Segmentation annotation records
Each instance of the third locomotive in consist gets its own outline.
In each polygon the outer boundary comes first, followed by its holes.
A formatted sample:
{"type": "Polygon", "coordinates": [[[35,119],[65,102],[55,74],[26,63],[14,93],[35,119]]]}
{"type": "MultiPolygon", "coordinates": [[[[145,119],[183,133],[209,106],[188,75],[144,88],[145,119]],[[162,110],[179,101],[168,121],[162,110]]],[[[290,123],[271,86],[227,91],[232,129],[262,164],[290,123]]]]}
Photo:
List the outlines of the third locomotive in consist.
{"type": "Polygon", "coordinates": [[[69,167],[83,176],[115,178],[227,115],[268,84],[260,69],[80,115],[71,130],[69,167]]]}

## Job
Rewrite the entries above, switching every "third locomotive in consist" to "second locomotive in consist" and leaving all other text unchanged.

## Full response
Each instance of the second locomotive in consist gets its own outline.
In each polygon the outer boundary comes first, followed by its holes.
A formatted sample:
{"type": "Polygon", "coordinates": [[[35,119],[65,102],[55,74],[26,63],[14,93],[35,119]]]}
{"type": "MultiPolygon", "coordinates": [[[[145,119],[183,133],[209,106],[188,75],[144,88],[145,119]],[[162,110],[179,101],[168,121],[162,110]]],[[[290,123],[271,86],[227,91],[232,129],[262,164],[290,123]]]]}
Photo:
List the outlines of the second locomotive in consist.
{"type": "Polygon", "coordinates": [[[69,167],[83,176],[115,178],[227,115],[268,84],[260,69],[80,115],[71,130],[69,167]]]}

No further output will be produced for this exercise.